练习任务
a) 把编码方法笔记中以“gen_split = TV['genres'].str.get_dummies(sep=',').sum()”开头、以“df.drop(['genres'], axis=1, inplace=True)”结尾的部分逐字重新录入。
b) 编码方法笔记对get_dummies()的哪几个参数逐一说明了作用？请全部列出。
c) 判断下列说法是否符合编码方法笔记，并逐条引用原文中起决定作用的语句：(i) dummy_na设为False时会忽略空缺值；(ii) 笔记认为方式一比方法二更好读；(iii) 表示k种情况只需要k-1个列。

文档
X_train['sex'] = (X_train.sex == 'M').astype(int)

Encoding Method

get_dummies()函数

在这里有各种encoding methods 最简单的其实就是.get_dummies()这个函数

pandas.get_dummies(data, prefix=None, prefix_sep='_', dummy_na=False, columns=None, sparse=False, drop_first=False)

drop_first: 其实是k-1个列就能表示k种情况,比如红蓝黄三种花,只需要2个column [1,0], [0,1], [0,0]

prefix : 转换后,列名的前缀

dummy_na : 增加一列表示空缺值,如果False就忽略空缺值

多个categorical feature在一列

如果一个column里一下放了好多个不同的categorical feature,想把它们提出来做encoding,这样可以提出来,画个图看一下每种里的数量

gen_split = TV['genres'].str.get_dummies(sep=',').sum()
gen_split.sort_values(ascending=False).plot.bar()

可以用两种方式做encode,然后再merge back

具体看这个链接

方式一
cleaned = df.set_index('video_id').genres.str.split(','), expand = True).stack()
cleaned = pd.get_dummies(cleaned, prefix = 'g').groupby(level=0).sum()

df = pd.merge(df, cleaned, on='video_id')
df.drop(['genres'], axis=1, inplace=True)

第二种方法更好读一点

方法二
genre = df['genres'].str.get_dummies(sep=',')
df = pd.merge(df.drop(columns=['genres'], genres, left_index=True, right_index=True, how='inner'))

已知信息
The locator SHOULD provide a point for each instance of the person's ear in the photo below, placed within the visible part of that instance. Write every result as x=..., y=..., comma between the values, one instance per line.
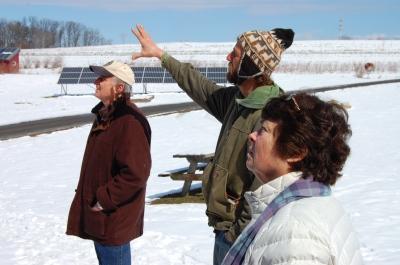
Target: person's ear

任务结果
a)
gen_split = TV['genres'].str.get_dummies(sep=',').sum()
gen_split.sort_values(ascending=False).plot.bar()

可以用两种方式做encode,然后再merge back

具体看这个链接

方式一
cleaned = df.set_index('video_id').genres.str.split(','), expand = True).stack()
cleaned = pd.get_dummies(cleaned, prefix = 'g').groupby(level=0).sum()

df = pd.merge(df, cleaned, on='video_id')
df.drop(['genres'], axis=1, inplace=True)

b) drop_first、prefix、dummy_na

c)
(i) 是。“dummy_na : 增加一列表示空缺值,如果False就忽略空缺值”
(ii) 否。“第二种方法更好读一点”
(iii) 是。“其实是k-1个列就能表示k种情况”